THE TASK
Please return, word for word, the line containing "white ice, where" and each line after it through the end of the data below, and nothing else.

MATERIAL PROVIDED
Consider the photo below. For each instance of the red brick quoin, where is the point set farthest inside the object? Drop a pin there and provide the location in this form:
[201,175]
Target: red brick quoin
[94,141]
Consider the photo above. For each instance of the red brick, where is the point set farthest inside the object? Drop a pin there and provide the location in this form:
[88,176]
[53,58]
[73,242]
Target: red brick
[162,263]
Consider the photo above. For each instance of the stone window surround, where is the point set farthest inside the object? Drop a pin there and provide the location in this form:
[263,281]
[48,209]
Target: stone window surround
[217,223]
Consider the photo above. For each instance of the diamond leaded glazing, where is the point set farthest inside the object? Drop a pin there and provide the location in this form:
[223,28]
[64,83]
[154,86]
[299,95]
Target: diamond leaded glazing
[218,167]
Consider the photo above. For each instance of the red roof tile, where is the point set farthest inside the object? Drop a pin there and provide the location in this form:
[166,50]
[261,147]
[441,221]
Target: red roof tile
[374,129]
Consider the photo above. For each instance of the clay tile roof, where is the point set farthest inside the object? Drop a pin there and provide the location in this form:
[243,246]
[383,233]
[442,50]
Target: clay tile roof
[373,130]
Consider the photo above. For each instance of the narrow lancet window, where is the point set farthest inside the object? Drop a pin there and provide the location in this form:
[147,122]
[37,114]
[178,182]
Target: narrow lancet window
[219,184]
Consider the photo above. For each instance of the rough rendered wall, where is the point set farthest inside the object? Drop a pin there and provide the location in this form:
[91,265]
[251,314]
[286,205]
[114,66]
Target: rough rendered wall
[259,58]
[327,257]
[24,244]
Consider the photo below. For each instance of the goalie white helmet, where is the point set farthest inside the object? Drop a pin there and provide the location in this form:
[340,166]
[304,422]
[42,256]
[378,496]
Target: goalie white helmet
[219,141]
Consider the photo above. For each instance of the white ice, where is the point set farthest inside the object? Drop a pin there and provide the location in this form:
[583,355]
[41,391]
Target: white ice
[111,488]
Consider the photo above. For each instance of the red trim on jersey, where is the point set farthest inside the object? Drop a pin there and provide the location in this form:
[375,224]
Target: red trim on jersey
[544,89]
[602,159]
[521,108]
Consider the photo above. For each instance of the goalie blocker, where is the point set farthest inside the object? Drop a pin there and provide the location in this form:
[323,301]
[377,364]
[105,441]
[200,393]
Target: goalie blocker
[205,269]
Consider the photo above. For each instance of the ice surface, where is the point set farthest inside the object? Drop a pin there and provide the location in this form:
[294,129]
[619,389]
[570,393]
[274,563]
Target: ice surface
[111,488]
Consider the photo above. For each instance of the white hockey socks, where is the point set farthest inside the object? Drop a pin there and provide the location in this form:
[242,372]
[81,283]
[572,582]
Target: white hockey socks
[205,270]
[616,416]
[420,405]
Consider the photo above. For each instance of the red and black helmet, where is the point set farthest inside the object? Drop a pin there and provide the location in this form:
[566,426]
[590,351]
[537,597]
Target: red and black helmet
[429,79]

SOLUTION TO THIS PROBLEM
Consider the photo above. For each instance of the white ice, where is the point set farthest inside the object? Drop a pin there and provide the location in this form:
[583,355]
[41,391]
Target: white ice
[111,488]
Consider the photo above. For each instance of the red trim on jersey, where is the point set farthest inside the object? Drop a pin there and provide the location in this form:
[375,224]
Target: red trim on jersey
[544,89]
[602,159]
[521,108]
Consider the photo above. For each instance of the goalie blocker, where is the point set farthest inside the object? Drop a pin there and provide the location in this form:
[323,301]
[377,364]
[105,441]
[200,393]
Target: goalie blocker
[205,269]
Consider the photo above. For each instance of the ice surface, where is the point set farthest inside the object? Drop a pin there and provide the location in this form:
[294,129]
[619,389]
[570,393]
[274,563]
Target: ice surface
[111,488]
Consider the photo above. For each instance of the white hockey socks, where is the point set farthest inside the object? Drop a pin there and provide the location in this form:
[242,372]
[81,283]
[572,582]
Target: white hockey socks
[205,270]
[616,416]
[420,405]
Consider the photo above. For each instance of the red and black helmet, where is the point set farthest inside the object? Drop a pin there and provide the location in this form:
[566,426]
[590,351]
[537,597]
Target: red and black helmet
[429,79]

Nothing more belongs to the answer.